:: Data shown
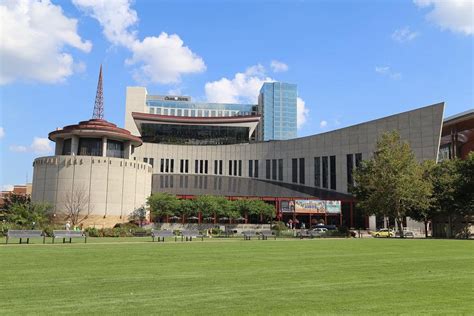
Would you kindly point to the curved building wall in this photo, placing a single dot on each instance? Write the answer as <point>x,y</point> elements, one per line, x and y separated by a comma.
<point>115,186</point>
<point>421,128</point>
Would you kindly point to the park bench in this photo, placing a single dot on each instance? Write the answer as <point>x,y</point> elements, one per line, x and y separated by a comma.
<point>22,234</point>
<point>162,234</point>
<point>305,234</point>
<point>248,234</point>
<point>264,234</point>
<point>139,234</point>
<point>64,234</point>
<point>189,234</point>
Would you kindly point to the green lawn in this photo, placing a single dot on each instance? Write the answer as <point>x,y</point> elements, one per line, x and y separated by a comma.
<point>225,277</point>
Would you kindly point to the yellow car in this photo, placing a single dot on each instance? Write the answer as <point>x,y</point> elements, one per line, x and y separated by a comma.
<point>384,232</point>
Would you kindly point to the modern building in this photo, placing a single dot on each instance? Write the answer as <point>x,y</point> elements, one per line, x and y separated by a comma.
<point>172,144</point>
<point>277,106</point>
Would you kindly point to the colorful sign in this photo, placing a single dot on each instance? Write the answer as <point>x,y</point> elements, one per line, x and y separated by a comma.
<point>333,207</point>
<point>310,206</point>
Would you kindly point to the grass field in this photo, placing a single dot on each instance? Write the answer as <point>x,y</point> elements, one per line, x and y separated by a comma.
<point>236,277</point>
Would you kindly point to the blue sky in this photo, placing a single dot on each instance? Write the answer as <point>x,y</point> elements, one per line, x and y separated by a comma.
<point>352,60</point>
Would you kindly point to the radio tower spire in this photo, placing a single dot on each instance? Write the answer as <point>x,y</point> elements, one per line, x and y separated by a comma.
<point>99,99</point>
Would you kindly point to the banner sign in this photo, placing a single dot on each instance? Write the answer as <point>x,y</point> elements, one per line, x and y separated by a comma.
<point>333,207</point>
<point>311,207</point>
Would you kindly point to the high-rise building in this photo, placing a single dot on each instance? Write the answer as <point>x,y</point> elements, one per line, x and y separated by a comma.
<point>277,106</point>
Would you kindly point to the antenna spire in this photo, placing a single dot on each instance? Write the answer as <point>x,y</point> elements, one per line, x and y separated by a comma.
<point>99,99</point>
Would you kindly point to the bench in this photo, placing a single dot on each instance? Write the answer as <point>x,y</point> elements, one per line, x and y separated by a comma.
::::
**Work to be completed**
Copy all of the records verbatim, omitting the pictures.

**Output**
Would you kindly point to the curved building wall in this photo, placing a single dot on each instance? Write the answer as <point>x,y</point> elements, one per line, x and y separated by a comma.
<point>115,186</point>
<point>421,128</point>
Would you kindly point to the park bench in this photo, placing a single dot on each instance? Write the answer as <point>x,y</point> elements, one per line, x and y separated by a comma.
<point>22,234</point>
<point>162,234</point>
<point>305,234</point>
<point>248,234</point>
<point>264,234</point>
<point>139,234</point>
<point>64,234</point>
<point>189,234</point>
Would you kindly point to the green lawn in this photo, placing a single dot on each instance? Write the answer as <point>x,y</point> elements, one per line, x and y separated by a comma.
<point>225,277</point>
Would you kindly point to the yellow car in this photo, placing a single dot on each instance? Write the answer as <point>x,y</point> elements, one per line, x and y separated by a comma.
<point>384,232</point>
Would you kindly point to the modern building in this photo, placing a single dot on each instance? Write the answer as <point>x,y</point> elements, one per line, x and y separated by a comma.
<point>172,144</point>
<point>277,106</point>
Would you kindly point to the colorful sign in this photo, placing a single dot on each instance? Write the answer as <point>x,y</point> elements, one per line, x and y separated by a comma.
<point>333,207</point>
<point>310,206</point>
Would you kindly point to the grass field in this photo, placing a single dot on each instance? Write the answer as <point>x,y</point> elements, one per line, x and y separated by a comma.
<point>236,277</point>
Would you kindly point to the blue sky in this photo, placing a single dot on each instance? Write the answer as <point>x,y</point> elements, one per line, x and y separated by a comma.
<point>352,60</point>
Would you kindly point to the radio tower spire in this photo, placing a single dot on each instance? Write the answer as <point>x,y</point> elements, one per line, x and y separated by a comma.
<point>99,99</point>
Would you kindly point to the banner sign in this photo, placing a single dot on each instance? Write the answer as <point>x,y</point> elements, one per line, x and y separated by a comma.
<point>333,207</point>
<point>311,207</point>
Would you kindly point to the high-rise building in this photo, placing a single dot on each instance? Write the answer as <point>x,y</point> elements, one per line, x and y separated by a comma.
<point>277,106</point>
Would you kindly point to the antenna spire in this photo, placing a single dot on each instance? Write the answer as <point>x,y</point> elements, one per line, x and y separated by a comma.
<point>99,99</point>
Would you kindly point to the bench in this photo, placing a single dot on each instance? Write the answer as <point>x,y</point> elements, one per line, x and y separated by a comma.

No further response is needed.